*EXERCISE PROMPT*
Report how many lines of the material contain the string "spike", giving only the number.
>> START DATASET CONTENT
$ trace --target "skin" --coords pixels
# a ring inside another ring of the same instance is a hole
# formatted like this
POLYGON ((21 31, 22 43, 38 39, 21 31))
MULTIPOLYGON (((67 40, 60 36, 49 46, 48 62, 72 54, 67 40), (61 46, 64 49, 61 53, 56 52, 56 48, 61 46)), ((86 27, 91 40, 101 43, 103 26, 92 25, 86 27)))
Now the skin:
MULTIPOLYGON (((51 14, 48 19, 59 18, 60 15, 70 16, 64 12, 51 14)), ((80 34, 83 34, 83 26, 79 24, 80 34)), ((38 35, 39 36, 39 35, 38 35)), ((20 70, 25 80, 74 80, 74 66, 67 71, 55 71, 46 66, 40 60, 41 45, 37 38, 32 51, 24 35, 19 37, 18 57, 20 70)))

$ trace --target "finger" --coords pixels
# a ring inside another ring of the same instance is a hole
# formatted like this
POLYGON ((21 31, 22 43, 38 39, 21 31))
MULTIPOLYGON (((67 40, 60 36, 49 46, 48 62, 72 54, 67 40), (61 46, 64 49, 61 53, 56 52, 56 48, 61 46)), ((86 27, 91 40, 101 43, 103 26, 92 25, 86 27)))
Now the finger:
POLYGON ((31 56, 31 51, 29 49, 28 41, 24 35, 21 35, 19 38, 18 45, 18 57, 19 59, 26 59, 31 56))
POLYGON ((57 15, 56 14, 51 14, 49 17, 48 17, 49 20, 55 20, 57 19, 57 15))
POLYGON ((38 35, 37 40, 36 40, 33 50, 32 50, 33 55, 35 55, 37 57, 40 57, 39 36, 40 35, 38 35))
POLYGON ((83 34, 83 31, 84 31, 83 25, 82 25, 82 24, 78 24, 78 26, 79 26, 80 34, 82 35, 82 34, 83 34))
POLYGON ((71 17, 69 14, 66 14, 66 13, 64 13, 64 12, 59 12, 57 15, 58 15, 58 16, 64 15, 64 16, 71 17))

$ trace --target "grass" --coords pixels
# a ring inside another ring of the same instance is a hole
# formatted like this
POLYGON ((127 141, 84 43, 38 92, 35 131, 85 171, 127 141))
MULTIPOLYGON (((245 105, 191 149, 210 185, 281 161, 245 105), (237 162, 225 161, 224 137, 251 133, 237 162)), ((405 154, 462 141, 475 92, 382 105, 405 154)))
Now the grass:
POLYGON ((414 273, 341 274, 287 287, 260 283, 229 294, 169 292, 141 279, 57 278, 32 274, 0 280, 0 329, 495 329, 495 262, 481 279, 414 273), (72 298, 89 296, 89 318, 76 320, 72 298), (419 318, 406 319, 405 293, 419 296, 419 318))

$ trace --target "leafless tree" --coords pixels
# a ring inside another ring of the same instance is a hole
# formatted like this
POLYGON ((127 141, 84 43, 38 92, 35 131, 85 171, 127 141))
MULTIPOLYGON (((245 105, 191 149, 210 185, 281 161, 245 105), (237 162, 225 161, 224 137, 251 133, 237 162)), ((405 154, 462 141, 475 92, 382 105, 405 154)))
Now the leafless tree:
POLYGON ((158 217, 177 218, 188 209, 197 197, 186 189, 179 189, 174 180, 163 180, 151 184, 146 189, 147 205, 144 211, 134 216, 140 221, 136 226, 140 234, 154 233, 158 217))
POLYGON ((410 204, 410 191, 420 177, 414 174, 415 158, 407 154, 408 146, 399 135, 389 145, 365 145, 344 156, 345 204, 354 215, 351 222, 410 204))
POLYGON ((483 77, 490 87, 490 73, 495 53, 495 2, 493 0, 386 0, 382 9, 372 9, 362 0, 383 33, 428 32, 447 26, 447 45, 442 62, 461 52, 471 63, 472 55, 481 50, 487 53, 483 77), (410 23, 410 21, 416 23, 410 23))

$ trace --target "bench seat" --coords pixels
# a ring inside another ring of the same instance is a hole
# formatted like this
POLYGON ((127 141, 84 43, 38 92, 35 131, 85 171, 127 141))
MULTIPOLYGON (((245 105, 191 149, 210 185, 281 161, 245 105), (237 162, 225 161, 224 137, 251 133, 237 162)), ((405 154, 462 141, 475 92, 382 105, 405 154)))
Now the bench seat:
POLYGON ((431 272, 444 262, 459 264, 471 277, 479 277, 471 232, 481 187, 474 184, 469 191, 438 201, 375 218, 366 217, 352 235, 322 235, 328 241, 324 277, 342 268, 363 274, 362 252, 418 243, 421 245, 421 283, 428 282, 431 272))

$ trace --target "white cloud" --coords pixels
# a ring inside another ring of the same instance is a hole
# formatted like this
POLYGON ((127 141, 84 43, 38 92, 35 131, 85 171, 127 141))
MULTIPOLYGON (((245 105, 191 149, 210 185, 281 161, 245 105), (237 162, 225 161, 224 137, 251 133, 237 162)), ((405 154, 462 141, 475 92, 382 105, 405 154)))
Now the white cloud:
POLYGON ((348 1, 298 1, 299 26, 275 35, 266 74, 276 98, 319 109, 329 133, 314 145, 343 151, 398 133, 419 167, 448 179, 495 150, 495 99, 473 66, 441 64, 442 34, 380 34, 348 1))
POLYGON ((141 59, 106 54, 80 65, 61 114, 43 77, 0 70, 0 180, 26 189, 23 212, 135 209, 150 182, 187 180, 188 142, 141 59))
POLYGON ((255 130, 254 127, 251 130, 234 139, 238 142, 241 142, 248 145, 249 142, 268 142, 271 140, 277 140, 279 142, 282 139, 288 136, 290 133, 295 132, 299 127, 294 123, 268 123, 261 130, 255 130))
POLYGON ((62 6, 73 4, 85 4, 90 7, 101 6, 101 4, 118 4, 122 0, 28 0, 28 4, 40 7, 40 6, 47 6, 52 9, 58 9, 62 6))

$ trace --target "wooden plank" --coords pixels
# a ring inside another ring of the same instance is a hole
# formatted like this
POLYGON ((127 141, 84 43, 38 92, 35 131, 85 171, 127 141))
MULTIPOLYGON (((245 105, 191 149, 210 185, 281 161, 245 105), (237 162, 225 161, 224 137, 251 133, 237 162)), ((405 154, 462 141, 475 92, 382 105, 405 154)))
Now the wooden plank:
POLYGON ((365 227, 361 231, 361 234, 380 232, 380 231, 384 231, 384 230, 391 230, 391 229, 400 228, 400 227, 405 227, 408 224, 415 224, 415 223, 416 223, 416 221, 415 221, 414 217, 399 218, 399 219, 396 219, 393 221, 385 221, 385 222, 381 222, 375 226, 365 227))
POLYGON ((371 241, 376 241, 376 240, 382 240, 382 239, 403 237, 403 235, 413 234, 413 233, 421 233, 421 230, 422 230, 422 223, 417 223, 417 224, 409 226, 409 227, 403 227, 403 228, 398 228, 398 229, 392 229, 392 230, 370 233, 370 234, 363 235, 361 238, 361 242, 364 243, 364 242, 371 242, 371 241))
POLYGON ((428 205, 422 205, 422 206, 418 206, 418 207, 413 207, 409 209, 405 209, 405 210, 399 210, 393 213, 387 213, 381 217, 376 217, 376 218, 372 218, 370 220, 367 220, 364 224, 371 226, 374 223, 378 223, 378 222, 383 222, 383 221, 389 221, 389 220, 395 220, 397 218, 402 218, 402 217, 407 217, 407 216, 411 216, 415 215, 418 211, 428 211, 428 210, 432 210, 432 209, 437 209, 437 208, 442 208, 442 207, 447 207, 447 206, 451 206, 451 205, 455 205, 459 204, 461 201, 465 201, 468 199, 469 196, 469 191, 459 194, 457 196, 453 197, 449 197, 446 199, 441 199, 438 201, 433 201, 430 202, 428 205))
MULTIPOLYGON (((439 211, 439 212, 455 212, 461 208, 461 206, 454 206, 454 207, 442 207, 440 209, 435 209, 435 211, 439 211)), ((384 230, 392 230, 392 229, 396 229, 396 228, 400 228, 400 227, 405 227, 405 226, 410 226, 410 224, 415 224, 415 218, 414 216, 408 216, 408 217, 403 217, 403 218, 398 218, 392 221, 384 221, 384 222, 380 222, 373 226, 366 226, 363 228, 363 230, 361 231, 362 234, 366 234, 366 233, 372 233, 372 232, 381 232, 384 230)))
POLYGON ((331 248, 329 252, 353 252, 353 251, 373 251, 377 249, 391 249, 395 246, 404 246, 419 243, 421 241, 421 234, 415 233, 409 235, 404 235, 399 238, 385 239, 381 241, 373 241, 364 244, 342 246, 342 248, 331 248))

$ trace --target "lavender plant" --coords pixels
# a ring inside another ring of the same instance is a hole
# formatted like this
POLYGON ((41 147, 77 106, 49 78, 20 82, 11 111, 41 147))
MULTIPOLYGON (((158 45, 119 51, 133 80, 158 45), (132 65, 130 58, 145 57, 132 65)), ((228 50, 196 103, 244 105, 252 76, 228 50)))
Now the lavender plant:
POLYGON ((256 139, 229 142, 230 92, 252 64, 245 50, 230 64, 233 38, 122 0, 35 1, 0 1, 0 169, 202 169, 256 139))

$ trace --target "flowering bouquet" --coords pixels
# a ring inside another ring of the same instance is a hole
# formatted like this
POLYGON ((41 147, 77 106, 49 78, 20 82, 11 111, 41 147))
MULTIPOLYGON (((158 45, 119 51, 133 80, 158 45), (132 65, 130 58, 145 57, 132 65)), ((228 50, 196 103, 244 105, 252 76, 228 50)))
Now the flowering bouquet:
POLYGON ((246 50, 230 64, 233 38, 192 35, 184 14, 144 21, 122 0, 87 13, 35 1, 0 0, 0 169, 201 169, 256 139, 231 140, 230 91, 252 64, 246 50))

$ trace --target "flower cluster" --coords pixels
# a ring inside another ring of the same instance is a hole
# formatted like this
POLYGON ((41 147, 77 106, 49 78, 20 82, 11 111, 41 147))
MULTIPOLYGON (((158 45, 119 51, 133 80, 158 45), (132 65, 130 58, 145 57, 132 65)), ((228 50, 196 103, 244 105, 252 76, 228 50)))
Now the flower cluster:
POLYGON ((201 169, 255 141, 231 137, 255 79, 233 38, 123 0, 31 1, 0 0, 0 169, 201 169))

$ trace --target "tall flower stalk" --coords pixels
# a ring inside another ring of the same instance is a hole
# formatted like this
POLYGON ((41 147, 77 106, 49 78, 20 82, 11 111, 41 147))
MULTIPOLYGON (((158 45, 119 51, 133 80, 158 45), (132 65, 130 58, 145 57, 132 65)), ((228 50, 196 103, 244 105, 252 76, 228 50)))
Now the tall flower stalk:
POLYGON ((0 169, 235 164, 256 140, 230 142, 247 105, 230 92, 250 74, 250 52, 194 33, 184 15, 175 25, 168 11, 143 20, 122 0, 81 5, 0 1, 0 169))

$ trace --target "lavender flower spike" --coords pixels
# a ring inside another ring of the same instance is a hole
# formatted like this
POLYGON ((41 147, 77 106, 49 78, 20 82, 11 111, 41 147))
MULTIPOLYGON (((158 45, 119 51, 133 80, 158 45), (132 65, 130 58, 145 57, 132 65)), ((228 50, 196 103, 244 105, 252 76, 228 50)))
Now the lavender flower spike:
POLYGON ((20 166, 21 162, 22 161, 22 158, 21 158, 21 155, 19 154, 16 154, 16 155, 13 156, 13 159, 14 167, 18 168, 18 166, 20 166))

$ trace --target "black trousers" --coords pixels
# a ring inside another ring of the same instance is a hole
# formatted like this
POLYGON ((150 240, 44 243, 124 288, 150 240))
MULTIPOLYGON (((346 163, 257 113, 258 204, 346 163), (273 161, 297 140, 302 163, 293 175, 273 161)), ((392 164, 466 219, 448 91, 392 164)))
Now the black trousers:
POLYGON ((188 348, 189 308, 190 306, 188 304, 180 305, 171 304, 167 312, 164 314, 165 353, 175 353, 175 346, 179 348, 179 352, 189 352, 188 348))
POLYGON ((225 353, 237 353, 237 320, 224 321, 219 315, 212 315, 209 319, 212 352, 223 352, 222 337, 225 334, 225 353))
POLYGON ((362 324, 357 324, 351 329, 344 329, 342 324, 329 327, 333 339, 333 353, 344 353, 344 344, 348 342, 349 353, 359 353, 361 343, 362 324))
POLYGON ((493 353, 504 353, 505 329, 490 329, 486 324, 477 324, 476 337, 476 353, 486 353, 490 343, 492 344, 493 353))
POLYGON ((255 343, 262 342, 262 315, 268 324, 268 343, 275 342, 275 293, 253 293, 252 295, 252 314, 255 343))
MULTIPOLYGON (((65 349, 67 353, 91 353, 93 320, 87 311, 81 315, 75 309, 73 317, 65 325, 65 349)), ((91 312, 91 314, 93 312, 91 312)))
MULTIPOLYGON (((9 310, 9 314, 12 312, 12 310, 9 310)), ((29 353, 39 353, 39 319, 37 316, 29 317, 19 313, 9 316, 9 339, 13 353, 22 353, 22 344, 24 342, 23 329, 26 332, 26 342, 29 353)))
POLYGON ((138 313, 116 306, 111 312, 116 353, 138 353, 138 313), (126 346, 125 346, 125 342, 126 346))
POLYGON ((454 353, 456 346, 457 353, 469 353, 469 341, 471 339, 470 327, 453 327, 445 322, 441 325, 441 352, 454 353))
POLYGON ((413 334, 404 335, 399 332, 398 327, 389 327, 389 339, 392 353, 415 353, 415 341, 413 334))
>> END DATASET CONTENT
*RESPONSE FOR THIS EXERCISE*
2